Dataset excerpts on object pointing

⟨

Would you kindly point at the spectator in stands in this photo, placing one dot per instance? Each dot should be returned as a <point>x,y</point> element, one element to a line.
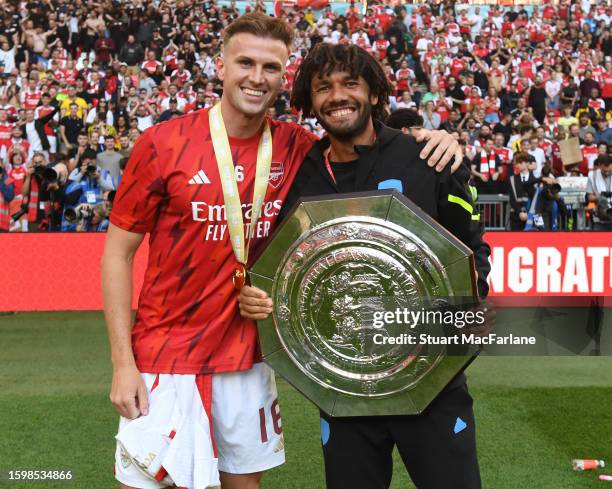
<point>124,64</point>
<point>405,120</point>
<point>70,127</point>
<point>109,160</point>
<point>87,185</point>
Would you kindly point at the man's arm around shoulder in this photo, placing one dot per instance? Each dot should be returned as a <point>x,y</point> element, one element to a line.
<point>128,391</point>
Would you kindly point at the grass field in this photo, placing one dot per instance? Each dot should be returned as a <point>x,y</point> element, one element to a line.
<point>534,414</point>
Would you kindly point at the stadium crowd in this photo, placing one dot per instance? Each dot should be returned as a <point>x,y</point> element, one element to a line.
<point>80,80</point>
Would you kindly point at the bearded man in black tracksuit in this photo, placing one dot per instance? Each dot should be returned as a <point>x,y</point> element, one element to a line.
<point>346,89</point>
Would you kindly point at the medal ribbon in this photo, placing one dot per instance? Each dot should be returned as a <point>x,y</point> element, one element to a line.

⟩

Replace "photo" with "image" in the lines from the start of the material up to and including the line with "<point>534,414</point>", and leave everything else unchanged. Leave the pictures out of your answer.

Would you kindly point at the spectator in stands in this image, placing one dot per instance? Each dot should be returned as a <point>x,y</point> element, one element to a line.
<point>124,64</point>
<point>405,120</point>
<point>70,127</point>
<point>109,160</point>
<point>87,185</point>
Would you kindly point at the man's arm around shoulder in this image, placing one dot per instance? Each dot should be returned as a <point>x,y</point> element, one element to a line.
<point>128,391</point>
Would you kindly point at the grass field in this image, placing one dot per instance? Each dot should be returned as a <point>x,y</point> element, one element to a line.
<point>534,414</point>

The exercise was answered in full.